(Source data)
######

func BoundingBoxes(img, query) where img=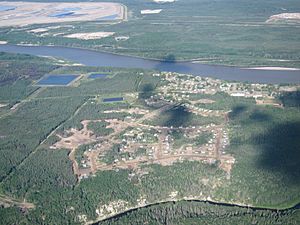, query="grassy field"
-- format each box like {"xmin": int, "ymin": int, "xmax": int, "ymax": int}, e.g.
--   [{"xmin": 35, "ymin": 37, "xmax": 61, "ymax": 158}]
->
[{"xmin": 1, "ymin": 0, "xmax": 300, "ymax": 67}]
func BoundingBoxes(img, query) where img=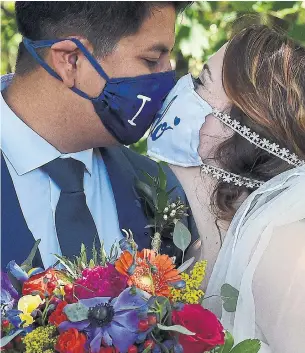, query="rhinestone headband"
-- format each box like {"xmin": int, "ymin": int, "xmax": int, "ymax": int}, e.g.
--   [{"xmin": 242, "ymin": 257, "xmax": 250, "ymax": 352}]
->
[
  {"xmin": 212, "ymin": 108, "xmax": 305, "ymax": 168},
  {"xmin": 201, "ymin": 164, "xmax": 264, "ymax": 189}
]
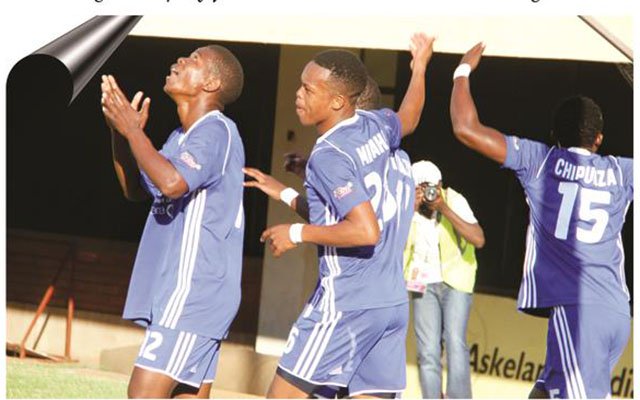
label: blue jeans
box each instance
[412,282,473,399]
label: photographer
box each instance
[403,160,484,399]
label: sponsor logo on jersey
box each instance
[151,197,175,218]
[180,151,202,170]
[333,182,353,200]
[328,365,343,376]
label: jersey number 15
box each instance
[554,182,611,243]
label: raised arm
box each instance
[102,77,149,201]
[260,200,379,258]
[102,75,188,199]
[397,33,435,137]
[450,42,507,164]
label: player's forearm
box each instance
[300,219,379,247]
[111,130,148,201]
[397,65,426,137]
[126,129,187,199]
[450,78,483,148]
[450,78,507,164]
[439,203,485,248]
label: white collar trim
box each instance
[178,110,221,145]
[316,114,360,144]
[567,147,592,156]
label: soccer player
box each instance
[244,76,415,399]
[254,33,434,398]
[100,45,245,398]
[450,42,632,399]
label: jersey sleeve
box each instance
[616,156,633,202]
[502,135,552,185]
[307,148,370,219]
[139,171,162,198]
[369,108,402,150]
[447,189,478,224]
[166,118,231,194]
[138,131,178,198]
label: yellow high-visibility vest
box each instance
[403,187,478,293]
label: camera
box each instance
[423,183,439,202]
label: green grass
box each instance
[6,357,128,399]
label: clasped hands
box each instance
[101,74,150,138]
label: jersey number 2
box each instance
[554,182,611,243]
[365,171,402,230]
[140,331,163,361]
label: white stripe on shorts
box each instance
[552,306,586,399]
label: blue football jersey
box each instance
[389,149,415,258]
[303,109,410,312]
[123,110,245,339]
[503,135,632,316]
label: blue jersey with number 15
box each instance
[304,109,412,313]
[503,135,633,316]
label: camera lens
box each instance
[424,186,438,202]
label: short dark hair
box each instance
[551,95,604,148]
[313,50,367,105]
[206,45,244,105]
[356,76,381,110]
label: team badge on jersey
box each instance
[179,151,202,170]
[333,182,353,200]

######

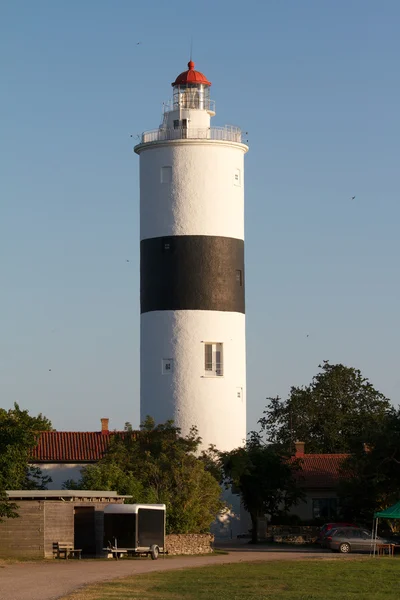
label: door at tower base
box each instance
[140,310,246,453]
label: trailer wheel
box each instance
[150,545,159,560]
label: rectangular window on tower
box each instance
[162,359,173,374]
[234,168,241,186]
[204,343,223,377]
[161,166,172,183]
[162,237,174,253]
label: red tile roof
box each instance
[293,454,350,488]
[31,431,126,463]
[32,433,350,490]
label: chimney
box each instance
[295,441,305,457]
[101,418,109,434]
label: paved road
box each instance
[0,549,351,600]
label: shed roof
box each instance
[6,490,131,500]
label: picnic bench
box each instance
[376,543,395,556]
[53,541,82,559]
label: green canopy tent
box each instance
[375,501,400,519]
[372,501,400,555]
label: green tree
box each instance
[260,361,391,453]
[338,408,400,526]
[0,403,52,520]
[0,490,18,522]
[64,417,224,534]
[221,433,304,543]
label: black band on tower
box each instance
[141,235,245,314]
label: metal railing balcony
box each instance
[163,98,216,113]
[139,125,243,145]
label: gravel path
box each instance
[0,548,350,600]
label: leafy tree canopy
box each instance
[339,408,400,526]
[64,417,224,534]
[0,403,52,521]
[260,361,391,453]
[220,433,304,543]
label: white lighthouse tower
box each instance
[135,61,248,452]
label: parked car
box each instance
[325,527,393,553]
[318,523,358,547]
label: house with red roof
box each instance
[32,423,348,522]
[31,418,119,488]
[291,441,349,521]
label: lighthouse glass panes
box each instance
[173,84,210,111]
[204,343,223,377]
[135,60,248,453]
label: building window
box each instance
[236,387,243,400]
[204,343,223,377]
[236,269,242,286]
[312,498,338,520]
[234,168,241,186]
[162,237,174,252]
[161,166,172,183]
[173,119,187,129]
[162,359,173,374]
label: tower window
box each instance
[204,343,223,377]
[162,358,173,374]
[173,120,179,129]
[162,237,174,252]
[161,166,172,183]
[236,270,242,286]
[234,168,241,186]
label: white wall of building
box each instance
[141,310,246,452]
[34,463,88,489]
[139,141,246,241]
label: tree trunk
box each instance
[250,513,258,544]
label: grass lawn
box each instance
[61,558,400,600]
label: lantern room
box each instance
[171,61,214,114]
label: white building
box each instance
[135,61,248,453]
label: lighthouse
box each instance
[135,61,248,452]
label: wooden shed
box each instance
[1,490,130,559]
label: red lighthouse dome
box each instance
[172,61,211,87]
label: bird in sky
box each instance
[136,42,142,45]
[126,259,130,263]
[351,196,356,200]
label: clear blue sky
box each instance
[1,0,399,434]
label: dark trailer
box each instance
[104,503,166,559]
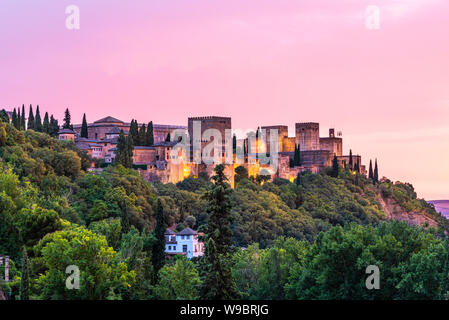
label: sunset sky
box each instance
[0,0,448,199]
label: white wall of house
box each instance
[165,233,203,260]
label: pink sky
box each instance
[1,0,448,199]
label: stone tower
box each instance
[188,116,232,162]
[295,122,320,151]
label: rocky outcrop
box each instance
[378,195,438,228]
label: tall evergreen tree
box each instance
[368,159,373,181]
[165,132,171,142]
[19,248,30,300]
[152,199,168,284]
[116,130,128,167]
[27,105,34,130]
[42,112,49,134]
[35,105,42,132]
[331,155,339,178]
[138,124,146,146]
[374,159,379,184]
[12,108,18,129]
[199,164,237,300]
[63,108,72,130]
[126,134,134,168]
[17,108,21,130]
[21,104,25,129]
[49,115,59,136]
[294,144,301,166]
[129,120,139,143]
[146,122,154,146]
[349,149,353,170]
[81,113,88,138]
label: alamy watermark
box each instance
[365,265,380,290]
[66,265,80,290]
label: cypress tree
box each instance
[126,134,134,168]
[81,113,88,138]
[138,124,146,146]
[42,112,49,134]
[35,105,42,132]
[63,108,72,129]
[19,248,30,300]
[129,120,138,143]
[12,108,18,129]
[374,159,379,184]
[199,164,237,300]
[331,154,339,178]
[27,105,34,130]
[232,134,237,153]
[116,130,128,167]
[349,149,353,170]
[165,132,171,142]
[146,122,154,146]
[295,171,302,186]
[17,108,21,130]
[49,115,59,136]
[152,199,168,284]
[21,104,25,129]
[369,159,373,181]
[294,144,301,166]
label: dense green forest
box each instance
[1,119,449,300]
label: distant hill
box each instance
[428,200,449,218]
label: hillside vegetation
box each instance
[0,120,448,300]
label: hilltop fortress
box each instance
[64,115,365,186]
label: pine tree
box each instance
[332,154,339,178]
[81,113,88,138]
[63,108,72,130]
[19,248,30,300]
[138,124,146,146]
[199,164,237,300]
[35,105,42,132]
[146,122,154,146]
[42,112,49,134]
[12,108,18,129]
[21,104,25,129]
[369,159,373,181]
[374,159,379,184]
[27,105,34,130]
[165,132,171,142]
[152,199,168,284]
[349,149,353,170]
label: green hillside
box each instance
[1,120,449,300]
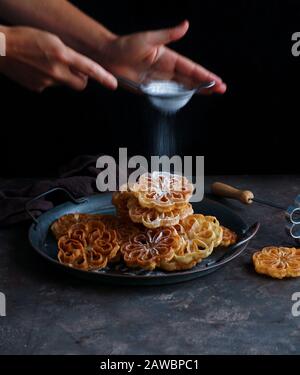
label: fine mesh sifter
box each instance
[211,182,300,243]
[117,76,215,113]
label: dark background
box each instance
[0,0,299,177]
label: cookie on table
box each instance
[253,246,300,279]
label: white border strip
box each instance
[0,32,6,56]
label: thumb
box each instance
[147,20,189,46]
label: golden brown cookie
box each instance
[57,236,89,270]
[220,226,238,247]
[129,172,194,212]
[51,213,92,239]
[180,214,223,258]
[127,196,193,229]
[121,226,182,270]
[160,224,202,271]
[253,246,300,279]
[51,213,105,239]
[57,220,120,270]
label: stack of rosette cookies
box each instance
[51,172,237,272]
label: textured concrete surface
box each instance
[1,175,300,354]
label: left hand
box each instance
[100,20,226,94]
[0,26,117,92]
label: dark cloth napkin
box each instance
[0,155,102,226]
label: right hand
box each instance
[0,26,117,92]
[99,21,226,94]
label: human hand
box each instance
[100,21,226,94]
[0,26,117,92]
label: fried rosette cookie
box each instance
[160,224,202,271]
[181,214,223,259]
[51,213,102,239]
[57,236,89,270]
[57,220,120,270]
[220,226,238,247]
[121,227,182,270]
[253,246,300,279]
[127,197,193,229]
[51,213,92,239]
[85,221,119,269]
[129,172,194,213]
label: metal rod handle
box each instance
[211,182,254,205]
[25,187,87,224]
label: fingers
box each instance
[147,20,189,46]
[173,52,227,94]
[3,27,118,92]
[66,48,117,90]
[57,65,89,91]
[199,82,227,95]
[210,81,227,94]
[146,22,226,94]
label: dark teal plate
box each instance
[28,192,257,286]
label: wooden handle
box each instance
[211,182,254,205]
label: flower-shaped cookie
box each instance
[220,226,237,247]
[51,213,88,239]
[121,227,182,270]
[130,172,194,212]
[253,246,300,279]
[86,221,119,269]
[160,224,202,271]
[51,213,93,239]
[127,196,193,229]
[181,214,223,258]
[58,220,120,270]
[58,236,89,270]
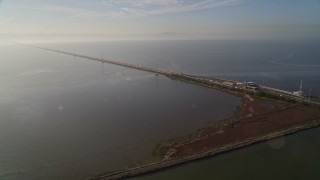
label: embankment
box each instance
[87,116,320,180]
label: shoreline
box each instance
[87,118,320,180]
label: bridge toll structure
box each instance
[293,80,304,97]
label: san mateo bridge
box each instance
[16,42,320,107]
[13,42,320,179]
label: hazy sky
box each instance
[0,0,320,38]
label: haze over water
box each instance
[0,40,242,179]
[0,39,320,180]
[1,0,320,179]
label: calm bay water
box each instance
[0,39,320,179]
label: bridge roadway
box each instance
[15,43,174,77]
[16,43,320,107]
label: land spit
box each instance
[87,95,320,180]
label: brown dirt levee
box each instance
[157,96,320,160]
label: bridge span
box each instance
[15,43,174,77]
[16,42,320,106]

######

▶ What you have to do
Go through the records and show every line with the string "wall" in it.

▶ Written response
label: white wall of building
label: white wall of house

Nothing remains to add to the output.